→ What is asked
Which lines of the material below contain the string "shirt", with case taken into account? Pick out each of them and copy it.

→ Material
::::
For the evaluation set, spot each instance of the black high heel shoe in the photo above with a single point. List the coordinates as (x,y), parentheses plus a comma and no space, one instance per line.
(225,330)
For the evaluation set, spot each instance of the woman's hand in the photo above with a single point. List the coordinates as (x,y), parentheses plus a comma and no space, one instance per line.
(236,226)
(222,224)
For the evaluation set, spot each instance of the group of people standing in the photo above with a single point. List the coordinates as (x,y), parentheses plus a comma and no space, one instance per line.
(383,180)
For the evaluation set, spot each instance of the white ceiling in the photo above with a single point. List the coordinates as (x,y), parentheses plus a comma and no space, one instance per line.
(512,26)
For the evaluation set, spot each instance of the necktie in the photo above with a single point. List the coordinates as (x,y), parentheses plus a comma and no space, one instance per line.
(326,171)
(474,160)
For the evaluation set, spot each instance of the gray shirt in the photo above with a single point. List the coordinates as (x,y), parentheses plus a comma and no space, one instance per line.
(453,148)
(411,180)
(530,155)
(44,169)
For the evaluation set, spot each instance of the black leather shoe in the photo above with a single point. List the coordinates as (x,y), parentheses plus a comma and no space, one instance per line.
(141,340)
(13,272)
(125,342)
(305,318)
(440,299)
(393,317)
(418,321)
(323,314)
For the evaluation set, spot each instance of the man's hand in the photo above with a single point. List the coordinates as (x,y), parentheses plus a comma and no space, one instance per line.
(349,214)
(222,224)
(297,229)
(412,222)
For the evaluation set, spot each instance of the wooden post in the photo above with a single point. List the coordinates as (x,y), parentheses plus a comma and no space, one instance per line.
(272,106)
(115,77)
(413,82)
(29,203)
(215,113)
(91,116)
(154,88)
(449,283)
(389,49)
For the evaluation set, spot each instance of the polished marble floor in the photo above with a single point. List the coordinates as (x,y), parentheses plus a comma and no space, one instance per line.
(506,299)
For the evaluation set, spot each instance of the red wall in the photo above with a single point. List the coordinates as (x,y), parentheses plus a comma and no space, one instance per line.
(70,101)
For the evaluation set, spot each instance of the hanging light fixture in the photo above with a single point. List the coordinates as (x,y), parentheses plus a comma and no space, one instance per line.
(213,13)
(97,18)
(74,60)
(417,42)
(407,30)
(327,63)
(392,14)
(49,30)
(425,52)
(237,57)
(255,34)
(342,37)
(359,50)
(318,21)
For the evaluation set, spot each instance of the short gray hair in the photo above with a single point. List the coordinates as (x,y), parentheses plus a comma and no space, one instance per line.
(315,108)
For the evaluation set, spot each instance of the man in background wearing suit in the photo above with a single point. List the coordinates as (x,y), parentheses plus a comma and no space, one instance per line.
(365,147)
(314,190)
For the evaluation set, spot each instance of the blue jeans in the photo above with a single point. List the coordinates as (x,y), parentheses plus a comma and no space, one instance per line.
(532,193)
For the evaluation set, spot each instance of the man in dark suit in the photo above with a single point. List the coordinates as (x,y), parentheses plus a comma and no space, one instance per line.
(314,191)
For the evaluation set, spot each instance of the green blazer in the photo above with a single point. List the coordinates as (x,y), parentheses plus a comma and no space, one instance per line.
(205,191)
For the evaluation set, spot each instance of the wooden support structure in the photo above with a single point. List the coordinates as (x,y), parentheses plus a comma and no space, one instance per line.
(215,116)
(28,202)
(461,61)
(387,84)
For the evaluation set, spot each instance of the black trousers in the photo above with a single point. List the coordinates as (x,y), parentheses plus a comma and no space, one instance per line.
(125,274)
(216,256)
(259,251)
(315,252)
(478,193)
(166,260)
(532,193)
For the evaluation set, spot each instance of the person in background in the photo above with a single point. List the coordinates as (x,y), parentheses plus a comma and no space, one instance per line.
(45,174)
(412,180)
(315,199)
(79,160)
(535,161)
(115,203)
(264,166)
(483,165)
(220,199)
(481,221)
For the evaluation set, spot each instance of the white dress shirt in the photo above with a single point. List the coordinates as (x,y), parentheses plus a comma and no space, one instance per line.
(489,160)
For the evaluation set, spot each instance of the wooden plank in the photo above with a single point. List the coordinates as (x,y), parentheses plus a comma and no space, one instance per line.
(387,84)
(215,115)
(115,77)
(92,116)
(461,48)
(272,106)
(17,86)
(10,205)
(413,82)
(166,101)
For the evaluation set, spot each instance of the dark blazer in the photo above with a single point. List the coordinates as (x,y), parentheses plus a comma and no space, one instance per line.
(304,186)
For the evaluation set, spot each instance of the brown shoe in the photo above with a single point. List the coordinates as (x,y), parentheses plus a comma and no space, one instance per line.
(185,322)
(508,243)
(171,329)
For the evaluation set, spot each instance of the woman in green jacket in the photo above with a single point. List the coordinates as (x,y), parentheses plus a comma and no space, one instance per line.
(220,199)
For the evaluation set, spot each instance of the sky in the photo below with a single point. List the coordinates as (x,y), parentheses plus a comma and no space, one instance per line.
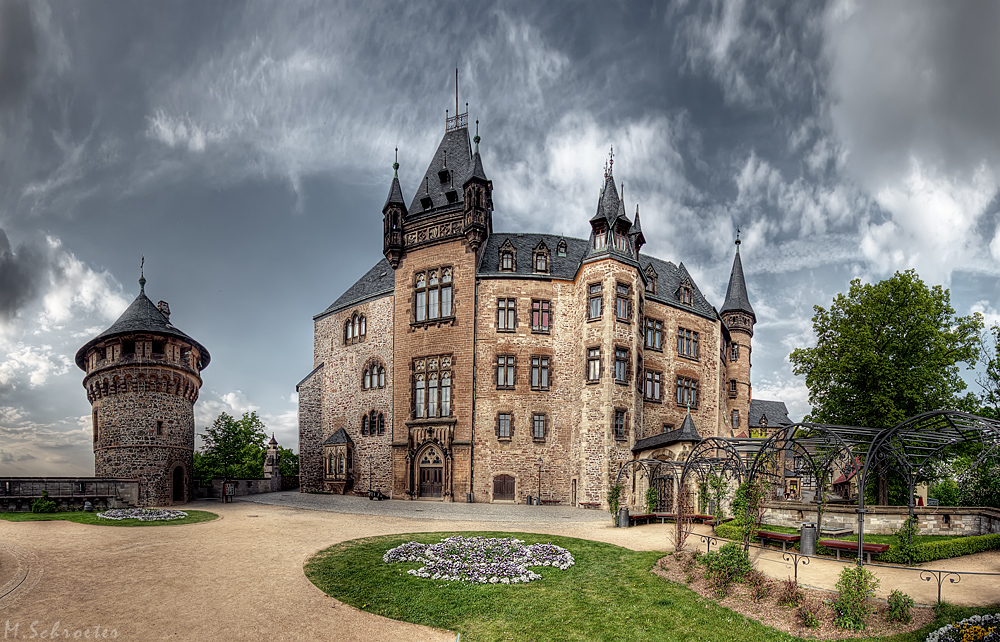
(245,150)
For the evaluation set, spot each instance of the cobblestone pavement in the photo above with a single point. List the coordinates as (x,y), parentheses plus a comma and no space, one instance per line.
(433,510)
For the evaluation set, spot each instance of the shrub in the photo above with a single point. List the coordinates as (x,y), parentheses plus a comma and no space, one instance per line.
(899,607)
(808,614)
(789,593)
(939,550)
(43,504)
(856,587)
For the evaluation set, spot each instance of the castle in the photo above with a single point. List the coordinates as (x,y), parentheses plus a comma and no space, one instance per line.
(473,365)
(142,380)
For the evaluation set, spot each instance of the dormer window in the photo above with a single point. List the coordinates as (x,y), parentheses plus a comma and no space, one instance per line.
(540,258)
(508,257)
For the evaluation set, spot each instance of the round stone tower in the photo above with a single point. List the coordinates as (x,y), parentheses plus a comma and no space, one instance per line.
(142,380)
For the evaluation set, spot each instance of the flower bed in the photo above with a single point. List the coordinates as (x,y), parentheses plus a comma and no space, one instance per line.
(480,560)
(978,628)
(142,514)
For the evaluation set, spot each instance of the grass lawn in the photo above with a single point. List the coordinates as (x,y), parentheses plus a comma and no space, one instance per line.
(81,517)
(608,595)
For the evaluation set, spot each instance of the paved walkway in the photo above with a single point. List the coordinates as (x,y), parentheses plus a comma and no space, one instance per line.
(240,577)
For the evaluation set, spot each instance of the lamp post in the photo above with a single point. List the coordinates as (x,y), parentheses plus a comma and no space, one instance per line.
(539,481)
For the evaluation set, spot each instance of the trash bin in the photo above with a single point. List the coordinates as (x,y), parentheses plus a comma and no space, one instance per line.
(807,540)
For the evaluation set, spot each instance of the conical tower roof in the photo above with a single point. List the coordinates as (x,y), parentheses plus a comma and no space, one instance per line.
(737,299)
(142,316)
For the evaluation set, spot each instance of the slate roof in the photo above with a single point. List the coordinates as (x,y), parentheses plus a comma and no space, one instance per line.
(737,298)
(141,316)
(686,433)
(378,281)
(339,437)
(776,412)
(456,149)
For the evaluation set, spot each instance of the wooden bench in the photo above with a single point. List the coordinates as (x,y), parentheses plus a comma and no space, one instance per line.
(784,538)
(841,545)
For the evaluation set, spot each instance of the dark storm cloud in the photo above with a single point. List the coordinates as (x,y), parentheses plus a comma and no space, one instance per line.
(18,51)
(21,274)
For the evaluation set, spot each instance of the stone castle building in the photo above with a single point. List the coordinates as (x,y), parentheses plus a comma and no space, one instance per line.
(469,363)
(142,380)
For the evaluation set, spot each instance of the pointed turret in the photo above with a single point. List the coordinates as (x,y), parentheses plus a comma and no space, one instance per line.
(393,213)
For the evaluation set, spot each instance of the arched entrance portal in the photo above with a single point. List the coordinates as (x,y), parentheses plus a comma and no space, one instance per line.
(431,466)
(179,484)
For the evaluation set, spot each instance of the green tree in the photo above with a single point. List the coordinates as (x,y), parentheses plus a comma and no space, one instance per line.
(885,352)
(233,448)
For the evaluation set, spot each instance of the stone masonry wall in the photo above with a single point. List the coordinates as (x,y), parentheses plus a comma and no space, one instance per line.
(344,400)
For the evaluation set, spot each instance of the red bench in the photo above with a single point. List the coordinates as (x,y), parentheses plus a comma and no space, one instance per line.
(784,538)
(841,545)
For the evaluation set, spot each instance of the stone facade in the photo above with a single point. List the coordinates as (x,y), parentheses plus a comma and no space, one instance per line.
(142,380)
(504,436)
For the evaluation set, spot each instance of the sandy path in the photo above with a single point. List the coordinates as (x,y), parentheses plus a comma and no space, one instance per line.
(240,577)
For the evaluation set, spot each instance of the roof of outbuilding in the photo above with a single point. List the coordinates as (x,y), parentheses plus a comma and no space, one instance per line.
(339,437)
(142,316)
(686,433)
(378,281)
(454,153)
(775,411)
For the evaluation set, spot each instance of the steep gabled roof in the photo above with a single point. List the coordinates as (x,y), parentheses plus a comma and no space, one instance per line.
(377,282)
(141,317)
(737,299)
(454,155)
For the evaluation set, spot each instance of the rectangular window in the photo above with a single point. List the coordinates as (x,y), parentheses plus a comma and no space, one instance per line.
(622,302)
(687,392)
(504,425)
(687,343)
(539,316)
(621,365)
(593,364)
(538,427)
(653,380)
(505,371)
(654,334)
(506,314)
(540,373)
(619,426)
(595,304)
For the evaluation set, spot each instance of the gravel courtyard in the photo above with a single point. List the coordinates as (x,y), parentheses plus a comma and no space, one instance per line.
(240,577)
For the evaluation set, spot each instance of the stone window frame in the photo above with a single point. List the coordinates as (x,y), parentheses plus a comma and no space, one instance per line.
(506,372)
(505,432)
(619,424)
(441,368)
(595,295)
(623,302)
(355,328)
(541,260)
(594,361)
(687,344)
(535,417)
(623,361)
(507,312)
(441,290)
(654,326)
(686,390)
(541,308)
(653,386)
(544,371)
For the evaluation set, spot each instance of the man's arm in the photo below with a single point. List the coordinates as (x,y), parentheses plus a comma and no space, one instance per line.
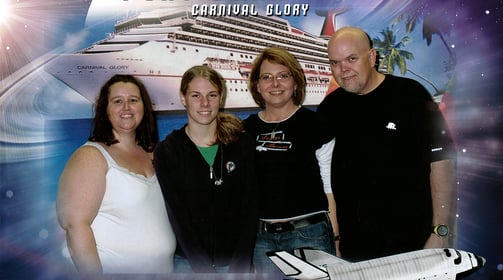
::::
→ Problem solution
For the evaluation set, spot each instance of the gray shirt in the photo above with a single point. List the coordinates as (x,y), parentheses plus a comma and no space, one instance per line.
For the evaluation set, spot each instance of the white dress shirt in the photo above with a single point. List the coordinates as (x,y), parentheses plus a comma and no space, one instance per line.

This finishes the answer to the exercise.